APPLY WHAT YOU READ:
[a] In the article on Mario Draghi and the Group of Thirty, what does the European Ombudsman say Mr Draghi's membership constitutes?
[b] Copy word for word everything in the article on Mario Draghi and the Group of Thirty from "The G30 meets" down to "by the ECB.".
[c] Write what follows in the article on Mario Draghi and the Group of Thirty, starting after its last sentence.

DOCUMENT EXCERPT:
Mario Draghi last attended a meeting of the G30  in 2015
Mario Draghi last attended a meeting of the G30 in 2015 © AP

An EU watchdog wants the European Central Bank to ban Mario Draghi, its president, and other senior officials from an exclusive club of global financiers, saying the links could erode belief in the institution’s independence.

Emily O’Reilly, the European Ombudsman, said Mr Draghi’s membership of the Group of Thirty club of leading central bankers and senior figures from the private sector, “could undermine public confidence” and “constitutes maladministration”.

The recommendation that the ECB president suspend his membership highlights how the close links between central bankers and the private sector have aroused public suspicion since the global financial crisis triggered a series of bank bailouts, with the perception of a revolving door between financial officialdom and private lenders.

The G30 meets privately and includes representatives of financial sector asset managers and banks such as BlackRock, JPMorgan, Credit Suisse and UBS. None is supervised directly by the ECB.

RECORD SET:
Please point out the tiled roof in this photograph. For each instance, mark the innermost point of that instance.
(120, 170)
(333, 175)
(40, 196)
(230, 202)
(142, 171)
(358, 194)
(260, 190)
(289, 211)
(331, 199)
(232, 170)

ANSWERS TO EACH TASK:
[a] Maladministration.

[b]
The G30 meets privately and includes representatives of financial sector asset managers and banks such as BlackRock, JPMorgan, Credit Suisse and UBS. None is supervised directly by the ECB.

[c]
Mark Carney, governor of the Bank of England, William Dudley, departing president of the New York Federal Reserve, and Zhou Xiaochuan, governor of the People’s Bank of China, are members of the G30 along with former officials including Jean-Claude Trichet and Ben Bernanke. Mr Draghi last attended a meeting in 2015.

While there was no evidence of direct influence on ECB policy, the watchdog said Mr Draghi’s membership “could, by creating a perception that the independence of the ECB is compromised, unnecessarily damage the image of, and thus the vital public trust in, the ECB”.

The ombudsman added that the bank should “seek to ensure” that none of its monetary policymakers or senior supervisors join the body once Mr Draghi’s term at the ECB ends next year.

The watchdog investigated Mr Draghi’s G30 membership in 2012. The case was reopened in 2016, after the ECB took on responsibility for eurozone banking supervision.

“The implied closeness of the relationship through membership — particularly between a supervising bank and those it supervises — is not compatible with the independence obligation of an institution such as the ECB, for which independence is a hallmark of its operations,” the ombudsman said. It has asked the ECB for a response by April.

The ECB has come under fire for its links to the private sector on more than one occasion. In 2015, a market-moving evening speech, made behind closed doors to fund managers and published only the next morning, led to a change in communications policy.

The ECB also now publishes the diaries of its six executive board members after officials were found to have met private sector representatives around the time of monetary policy decisions.

Corporate Europe Observatory, the campaign group that made the complaint to the ombudsman, said the decision was “timely and very positive”.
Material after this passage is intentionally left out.